-- Provided text follows --
We further highlight two of the above examples from studies of populations affected by HIV. In a study to understand breastfeeding practices and attitudes of women affected by HIV, researchers found that a majority of women preferred ACASI to face-to-face interviews (65%) because of the added privacy and usability.27 Additionally, most respondents in this study indicated a preference for ACASI over face-to-face interviews for future studies (79%). Furthermore, Metzger and colleagues6 summarized the results of a test of ACASI system in a longitudinal study of HIV risk behavior and infection, in a sample of gay men and injection drug users (IDUs). Respondents were randomly assigned to one of two assessment modalities: ACASI or face-to-face interview at their second follow-up visit, 12 months after baseline. They found significantly more sexually active gay men who reported having sexual partners who were HIV antibody positive (OR = 1.36, 95% CI: 1.08, 1.72), and a higher proportion reported unprotected receptive anal intercourse assessed via ACASI than in face-to-face interviews. Additionally, this study found that IDUs randomized to ACASI reported higher usage of needles without cleaning them (OR = 2.40, 95% CI: 1.34, 4.30).
-- Provided text concluded --
-- Provided information follows --
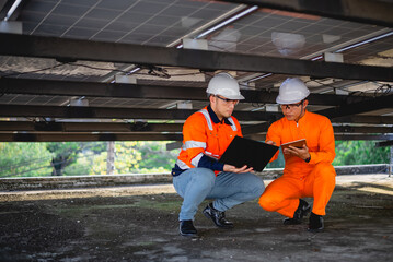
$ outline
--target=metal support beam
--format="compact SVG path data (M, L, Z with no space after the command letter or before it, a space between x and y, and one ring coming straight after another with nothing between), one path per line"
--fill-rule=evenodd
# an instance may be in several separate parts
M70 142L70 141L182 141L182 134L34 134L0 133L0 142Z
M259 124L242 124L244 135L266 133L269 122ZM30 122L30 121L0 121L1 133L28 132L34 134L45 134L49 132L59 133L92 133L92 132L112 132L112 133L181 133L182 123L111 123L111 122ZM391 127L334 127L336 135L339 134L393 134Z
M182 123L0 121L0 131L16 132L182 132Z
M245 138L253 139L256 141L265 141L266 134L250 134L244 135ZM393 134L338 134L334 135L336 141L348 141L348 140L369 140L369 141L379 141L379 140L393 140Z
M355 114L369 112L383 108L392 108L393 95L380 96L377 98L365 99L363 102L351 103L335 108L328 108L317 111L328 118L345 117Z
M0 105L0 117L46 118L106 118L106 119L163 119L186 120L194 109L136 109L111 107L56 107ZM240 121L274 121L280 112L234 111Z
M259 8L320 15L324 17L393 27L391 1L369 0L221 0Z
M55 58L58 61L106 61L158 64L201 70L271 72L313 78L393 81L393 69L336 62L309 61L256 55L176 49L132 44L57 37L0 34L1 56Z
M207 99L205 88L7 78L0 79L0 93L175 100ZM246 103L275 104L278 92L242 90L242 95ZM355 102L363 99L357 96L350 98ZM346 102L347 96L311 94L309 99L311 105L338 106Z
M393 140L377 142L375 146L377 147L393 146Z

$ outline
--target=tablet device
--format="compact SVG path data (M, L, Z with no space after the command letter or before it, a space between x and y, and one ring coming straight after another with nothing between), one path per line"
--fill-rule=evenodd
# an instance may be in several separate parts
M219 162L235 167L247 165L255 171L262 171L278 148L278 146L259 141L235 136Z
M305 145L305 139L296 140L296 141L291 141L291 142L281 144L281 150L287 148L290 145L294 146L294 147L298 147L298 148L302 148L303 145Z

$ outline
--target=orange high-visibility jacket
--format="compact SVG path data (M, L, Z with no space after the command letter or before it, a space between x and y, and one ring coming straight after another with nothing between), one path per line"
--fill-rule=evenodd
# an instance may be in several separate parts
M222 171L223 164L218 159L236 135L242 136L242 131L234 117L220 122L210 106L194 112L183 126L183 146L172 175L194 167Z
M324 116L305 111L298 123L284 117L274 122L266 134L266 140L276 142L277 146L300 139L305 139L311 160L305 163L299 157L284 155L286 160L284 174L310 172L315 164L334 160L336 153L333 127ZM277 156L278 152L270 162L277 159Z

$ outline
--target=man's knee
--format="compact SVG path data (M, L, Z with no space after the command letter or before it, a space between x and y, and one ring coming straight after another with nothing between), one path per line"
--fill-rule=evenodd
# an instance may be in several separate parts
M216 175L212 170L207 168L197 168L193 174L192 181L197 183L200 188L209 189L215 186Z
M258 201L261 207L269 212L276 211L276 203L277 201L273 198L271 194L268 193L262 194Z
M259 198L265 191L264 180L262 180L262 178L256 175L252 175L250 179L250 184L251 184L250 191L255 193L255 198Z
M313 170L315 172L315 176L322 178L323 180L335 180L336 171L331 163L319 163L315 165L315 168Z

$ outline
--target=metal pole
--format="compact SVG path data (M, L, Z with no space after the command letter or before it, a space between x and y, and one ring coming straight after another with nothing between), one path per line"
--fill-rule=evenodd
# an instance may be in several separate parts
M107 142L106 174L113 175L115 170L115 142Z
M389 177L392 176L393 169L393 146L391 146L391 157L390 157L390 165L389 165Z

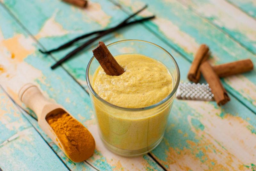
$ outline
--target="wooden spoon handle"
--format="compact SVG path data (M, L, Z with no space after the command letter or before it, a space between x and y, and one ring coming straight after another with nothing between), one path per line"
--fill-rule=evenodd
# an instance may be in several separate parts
-- Provided information concluded --
• _Exercise tasks_:
1) According to the passage on ACASI in HIV research, why did most women in the breastfeeding study prefer ACASI to face-to-face interviews?
2) Proceed with the passage on ACASI in HIV research, picking up after its last sentence.

• _Per-task answers_:
1) Most women in the breastfeeding study preferred ACASI because it gave them more privacy and was easier to use. This preference held for 65% of them.

2)
ACASI has several advantages over face-to-face interviewing and SAQ. First, ACASI provides anonymity, and a seemingly safe space for participants to respond honestly and candidly to questions that are highly personal and sensitive in nature or that may be regarded as socially undesirable. For example, Waruru and colleagues27 found that respondents endorsed more socially undesirable survey items using ACASI than in face-to-face interviews. Another advantage is the ability to collect critical data using complex survey instruments from populations with lower literacy levels while allowing participants to advance through the survey at their own pace. Additionally, participants at all literacy levels are able to proceed through the survey quickly because they do not have to simultaneously respond to each item of the survey and navigate complex skip patterns since those have been directly pre-programmed into an ACASI system. Data quality is also improved since data are collected directly from the participant thus minimizing data transcription and data entry errors. ACASI also provides the opportunity to minimize human errors by programming various consistency checks into the ACASI system and enforcing response constraints.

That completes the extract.